▸ **The tasks**
A – In the entries below, start at the line containing "target | dark brown lower cabinet" and end at the last line of the entries, including both. Output those lines as a JSON list of strings, one string per line, leaving out blank lines.
B – Continue the article on surviving financial stress in the oil and gas downturn from its last sentence.

▸ **Text to read**
....
This article was published in OIPA Wellhead, a publication produced by Oklahoma Independent Petroleum Association and distributed to its membership.

Resulting financial stress on your business can be survived

By Elizabeth K. Brown

brown-elizabeth-portrait

Liz Brown is a director at Phillips Murrah, P.C., where she has practiced for most of her legal career. Liz is primarily a tax and transactional lawyer with a special emphasis in the energy industry.

As we all know all too well, the profitability of the energy industry is dependent on oil and gas prices, which are often volatile and generally cyclical. Unfortunately, we in the oil and gas business are in the midst of another industry down-cycle.

According to the recent Baker Hughes’ North America Rig Count report, the number of rigs drilling for oil and natural gas has been cut in half since November. The price of oil has been cut by more than half as compared to last year. In response to lower prices, some oil and gas companies have reportedly reduced their capital expenditure budgets, reported substantial losses, and are selling off assets.  Service and drilling companies have announced major layoffs and so far appear to have been the hardest hit.

Under these circumstances, virtually all companies that are engaged in the Oklahoma energy sector, whether they are exploration and production or service companies, are dealing with reduced profitability and some are struggling to meet their financial obligations.

When a company that relies on a robust energy sector starts to feel the pinch of a down-cycle, restructuring debt or seeking relief through a Chapter 11 bankruptcy reorganization may be the way for the business to survive. Either the workout or a bankruptcy allows the business to have some time for the economy or business sector to recover or for the business to work through its financial difficulties.

What to do?

When a company is experiencing financial stress, the best course of action is to accept the reality of the situation and address it quickly. The first step is for the business to develop a budget so that it has a clear understanding of its current monthly revenues and expenses, its projected future revenues and expenses based upon reasonable assumptions, and the current and estimated future value of its assets. Once the business has that information, it can develop a pragmatic approach to dealing with its expenses and liabilities and will then be ready to approach it creditors with a plan for restructuring.

“If a company is having trouble meeting its obligations, creditors want to know why, what is being done to address the situation and, ultimately, what the overall prospects for recovery are for the business, both outside and through bankruptcy.” said Phillips Murrah bankruptcy attorney Stephen W. Elliott.
....
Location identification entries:
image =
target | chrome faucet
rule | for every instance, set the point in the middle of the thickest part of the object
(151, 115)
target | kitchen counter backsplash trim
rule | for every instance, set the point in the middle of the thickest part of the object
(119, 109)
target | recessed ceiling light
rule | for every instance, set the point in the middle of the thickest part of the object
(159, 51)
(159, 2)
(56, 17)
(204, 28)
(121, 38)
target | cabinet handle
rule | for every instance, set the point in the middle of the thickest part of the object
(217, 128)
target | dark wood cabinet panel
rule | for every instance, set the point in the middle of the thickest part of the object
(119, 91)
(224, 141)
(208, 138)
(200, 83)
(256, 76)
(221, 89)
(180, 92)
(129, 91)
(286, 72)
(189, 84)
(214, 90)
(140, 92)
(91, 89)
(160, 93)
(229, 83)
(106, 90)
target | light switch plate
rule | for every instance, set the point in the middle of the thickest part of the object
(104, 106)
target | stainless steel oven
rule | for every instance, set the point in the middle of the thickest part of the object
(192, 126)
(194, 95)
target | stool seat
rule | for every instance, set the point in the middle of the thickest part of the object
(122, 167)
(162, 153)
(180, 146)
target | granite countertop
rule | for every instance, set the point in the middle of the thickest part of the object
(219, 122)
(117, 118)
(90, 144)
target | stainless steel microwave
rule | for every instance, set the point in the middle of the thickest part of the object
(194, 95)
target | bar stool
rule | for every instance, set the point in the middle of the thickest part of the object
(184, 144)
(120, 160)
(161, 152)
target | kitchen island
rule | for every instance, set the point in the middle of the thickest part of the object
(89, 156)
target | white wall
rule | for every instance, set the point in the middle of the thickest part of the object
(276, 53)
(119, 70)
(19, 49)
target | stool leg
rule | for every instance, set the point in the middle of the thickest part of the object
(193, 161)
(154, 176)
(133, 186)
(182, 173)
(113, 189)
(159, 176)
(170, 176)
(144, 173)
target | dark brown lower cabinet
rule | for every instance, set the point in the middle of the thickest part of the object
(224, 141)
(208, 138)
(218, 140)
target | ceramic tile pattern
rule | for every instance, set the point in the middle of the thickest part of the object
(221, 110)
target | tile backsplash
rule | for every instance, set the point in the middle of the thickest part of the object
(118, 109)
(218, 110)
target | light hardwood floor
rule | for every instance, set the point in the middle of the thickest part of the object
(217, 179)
....
▸ **Answers for the exercise**
A –
[
  "target | dark brown lower cabinet",
  "rule | for every instance, set the point in the middle of the thickest part of the object",
  "(224, 141)",
  "(208, 138)",
  "(218, 140)",
  "target | ceramic tile pattern",
  "rule | for every instance, set the point in the middle of the thickest part of the object",
  "(221, 110)",
  "target | tile backsplash",
  "rule | for every instance, set the point in the middle of the thickest part of the object",
  "(118, 109)",
  "(218, 110)",
  "target | light hardwood floor",
  "rule | for every instance, set the point in the middle of the thickest part of the object",
  "(217, 179)"
]

B –
The Workout: Avoiding Bankruptcy

A workout is an out-of-court process through which the business owner and the creditors of the business try to reach an agreement to modify the terms of their contractual obligations. Workouts typically involve an agreement of the business’ primary lender to waive defaults or forbear on the lender’s rights to collect interest and principal payments on the loan for a period of time to give the business the opportunity to get back on its feet.  The workout terms may include debt forgiveness, changes in loan amortization, reduced interest rates, or deferred principal or interest payments.

The ultimate goal of the workout is to allow the business to continue operating so that (i) the creditors of the business can ultimately be paid more than they would have received if the business was shut down and the assets were sold at liquidation prices; and (ii) the business can recover from its financial difficulties, all without the costs, delays, and potential uncertainties frequently inherent in bankruptcy. If the workout would be as or more beneficial to the business and its primary creditors than a bankruptcy, then bankruptcy can often be avoided.

“In my experience, candid communication is often the key to avoiding bankruptcy and resolving financial issues through a workout,” Elliott continued.

What are Benefits of Bankruptcy?

Bankruptcy provides potential, wide-ranging benefits to the debtor not available through out-of-court workouts. In a Chapter 11, the debtor oftentimes acts as trustee of the business and continues to manage the company as the “debtor in possession.” Chapter 11 affords the business a number of tools to restructure its debt.

One of the best known is the automatic stay which stops collection efforts outside of the bankruptcy court and keeps the business and its assets from being picked apart piecemeal by creditors. Additionally, in bankruptcy, the business may be able to obtain financing on more favorable terms than it could outside of bankruptcy by giving the post-bankruptcy lender priority over other creditors. Also, there is the possibility in bankruptcy for the business to be able to rapidly sell assets free and clear of liens and even over creditors’ objections, which under some circumstances may be the only way for the business to be able to sell its assets for fair market (as opposed to liquidation) value or to obtain funds to continue the operations.

Finally, the bankruptcy process provides the business with the opportunity for the bankruptcy court to bind creditors involuntarily to the reorganization plan of the business.  The reorganization plan may restructure obligations and discharge debts of the business. This ability of the bankruptcy court to bind creditors can be critical if the business owner’s efforts to put a workout together have failed due to some creditors’ refusal to agree to the proposed workout terms or because there are too many creditors for the business to be able reach an agreement with them.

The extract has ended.